• Excerpt:

In a 30-second video that shows Aamir Khan and another 41-second clip of Ranveer Singh, the two Bollywood actors purportedly say Modi failed to keep campaign promises and failed to address critical economic issues during his two terms as prime minister.

Both AI-generated videos end with the Congress election symbol and slogan: “Vote for Justice, Vote for Congress”.

The two videos have been viewed on social media more than half a million times since last week, a Reuters review shows.

Their spread underlines the potential role such AI (artificial intelligence)-generated content can play in the mammoth Indian election that started on Friday and will continue until June. AI and AI-generated fakes, or deepfakes, are being increasingly used in elections elsewhere in the world, including in the USPakistan and Indonesia.

Campaigning in India has long focused on door-to-door outreach and public rallies, but extensive use of WhatsApp and Facebook as campaigning tools started in 2019. This year’s general election – in which Modi is expected to secure a rare third term – is the first in which AI is being used.

• Data entries:
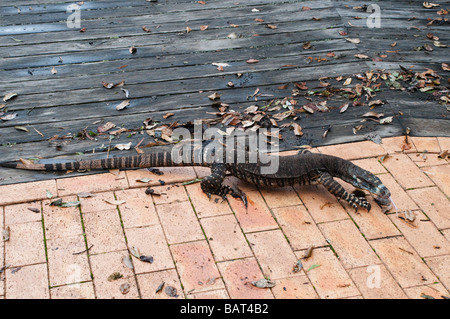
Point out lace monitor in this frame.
[0,150,390,210]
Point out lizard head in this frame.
[348,165,391,199]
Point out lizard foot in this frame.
[347,194,372,212]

• Exercise 1: Repeat the stretch of the excerpt on AI election videos in India from "In a 30-second video" through "Reuters review shows.".
• Exercise 2: Pick up the excerpt on AI election videos in India after its final sentence and keep writing.
None of the items are needed here.

• Written reply 1:
In a 30-second video that shows Aamir Khan and another 41-second clip of Ranveer Singh, the two Bollywood actors purportedly say Modi failed to keep campaign promises and failed to address critical economic issues during his two terms as prime minister.

Both AI-generated videos end with the Congress election symbol and slogan: “Vote for Justice, Vote for Congress”.

The two videos have been viewed on social media more than half a million times since last week, a Reuters review shows.

• Written reply 2:
A Congress spokesperson, Sujata Paul, shared actor Singh’s video with her 16,000 followers on X on April 17 and by Saturday afternoon, her post had been re-shared 2,900 times, liked 8,700 times and received 438,000 views.

Paul told Reuters by telephone she was aware the video was marked “manipulated media” by X, but she did not want to delete it as, while posting, she thought the person was a look alike of Singh and “it has creativity for sure”.

The post was no longer visible on X on Sunday, hours after Reuters sent a request for comment to Congress’ head of social media cell, who did not respond.

Both actors have said the videos are fake. Facebook, X and at least eight fact-checking websites have said they are altered or manipulated, which the Reuters digital verification unit has also confirmed.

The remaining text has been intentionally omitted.